Diapers, daycare, and dental work are enormous drains on the household budget. That doesn’t include the cost of food, toys, and any extras you might find the time and budget to allow. For instance, if you want to go to a Mommy and Me yoga class, it will cost you.

I thought our expenses would go down when my children started school and we no longer had daycare bills. That was a nice little fantasy for all of five minutes. What I found was that there were new and exciting budget drains when the kids started school.

My money went to clothing, school supplies, a lunch box, a replacement lunch box, fundraisers, after-school activities, and, somehow, a third lunch box because, at some point, they literally grow legs and walk away.

These day-to-day expenses are harrowing enough, but pretty soon, you have to start thinking about college. That’s when expenses get really serious.

5. Pro: You Have a Built-In Buddy

a mom with teenage son

I love hanging out with my kids. They have been the most fun at every age. When they were toddlers, I loved going for walks with them through the park. They would ooh and aah at every bug, bird, and butterfly that came near. It was such a joy to have that time together.

Elementary-age kids develop wonderful personalities. They’re funny, creative, and naturally kind. If you’re having a bad day, a seven-year-old will bring you a flower and give you a hug. Who wouldn’t want that around?

Teenagers are a handful, undoubtedly, but they’re also young adults who can communicate on a level that you sometimes need. Two days ago, I asked my son if he wanted to go with me to buy olive oil. I didn’t think he would, but he said okay, and off we went to a specialty shop that sells only olive oil and vinegar.

I took my time picking out my favorite over-priced oils, and he talked with me, made jokes, and discussed the country of origin of different bottles.

He teased me about my need for specialty olive oil, but he also hugged me and thanked me for inviting him along. Those are truly invaluable moments.

6. Con: Everyday Activities Take Twice as Long

toddler holding a clock

I cannot stress this enough. Children make everything take at least twice as long as it should.

Remember dressing baby dolls when you were young? Actual babies aren’t like that. They don’t lie still, so you can put them in adorable rompers. They fuss and turn and pull and scream before they poop on everything you managed to get on them.

It’s even worse as they grow. Once they have opinions about what they’re wearing, kids turn every clothing change into a negotiation.

Do you have to go somewhere? Build-in extra time…Build in a lot of extra time.

Invariably, once the kids are in the car, they’ll each need to use the toilet again. Then they will get distracted by whatever toy they left lying next to the bathtub, and you once again need to negotiate how to get them back in the car.

### GOAL A
Write out the part of the parenting text between "Diapers, daycare, and" and "get really serious.", inclusive.
The text above has no connection to the records that follow it.

### INFORMATION GIVEN
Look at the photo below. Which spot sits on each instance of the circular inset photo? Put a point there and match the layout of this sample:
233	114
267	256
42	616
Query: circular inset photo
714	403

==

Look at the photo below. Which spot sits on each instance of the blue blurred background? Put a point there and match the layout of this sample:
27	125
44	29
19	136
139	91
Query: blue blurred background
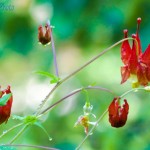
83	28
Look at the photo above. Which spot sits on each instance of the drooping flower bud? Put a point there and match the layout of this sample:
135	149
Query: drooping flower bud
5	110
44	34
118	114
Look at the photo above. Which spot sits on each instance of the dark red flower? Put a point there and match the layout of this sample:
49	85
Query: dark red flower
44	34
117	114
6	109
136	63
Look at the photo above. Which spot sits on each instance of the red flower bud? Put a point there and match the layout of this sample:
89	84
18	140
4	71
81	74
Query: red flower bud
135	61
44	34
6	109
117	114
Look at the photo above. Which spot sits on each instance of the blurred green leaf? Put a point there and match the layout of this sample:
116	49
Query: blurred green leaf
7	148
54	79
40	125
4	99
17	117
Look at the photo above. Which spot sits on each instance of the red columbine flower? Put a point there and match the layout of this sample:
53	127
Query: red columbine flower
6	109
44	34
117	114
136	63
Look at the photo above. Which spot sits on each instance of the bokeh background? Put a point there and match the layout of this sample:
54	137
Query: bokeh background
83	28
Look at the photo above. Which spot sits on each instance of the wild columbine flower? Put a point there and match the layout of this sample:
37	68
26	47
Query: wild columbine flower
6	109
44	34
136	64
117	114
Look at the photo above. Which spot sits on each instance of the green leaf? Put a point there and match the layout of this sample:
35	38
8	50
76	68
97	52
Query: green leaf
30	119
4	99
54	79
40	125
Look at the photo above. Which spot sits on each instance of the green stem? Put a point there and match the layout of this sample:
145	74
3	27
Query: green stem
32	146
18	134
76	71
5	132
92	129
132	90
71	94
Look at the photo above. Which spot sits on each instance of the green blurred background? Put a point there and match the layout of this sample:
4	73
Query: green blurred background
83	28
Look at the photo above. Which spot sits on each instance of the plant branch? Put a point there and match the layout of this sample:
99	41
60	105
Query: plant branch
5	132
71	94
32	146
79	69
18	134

### GOAL B
How many lines in the records contain the string "inset"? Reply with the number alone.

### WRITTEN REPLY A
Diapers, daycare, and dental work are enormous drains on the household budget. That doesn’t include the cost of food, toys, and any extras you might find the time and budget to allow. For instance, if you want to go to a Mommy and Me yoga class, it will cost you.

I thought our expenses would go down when my children started school and we no longer had daycare bills. That was a nice little fantasy for all of five minutes. What I found was that there were new and exciting budget drains when the kids started school.

My money went to clothing, school supplies, a lunch box, a replacement lunch box, fundraisers, after-school activities, and, somehow, a third lunch box because, at some point, they literally grow legs and walk away.

These day-to-day expenses are harrowing enough, but pretty soon, you have to start thinking about college. That’s when expenses get really serious.

### WRITTEN REPLY B
2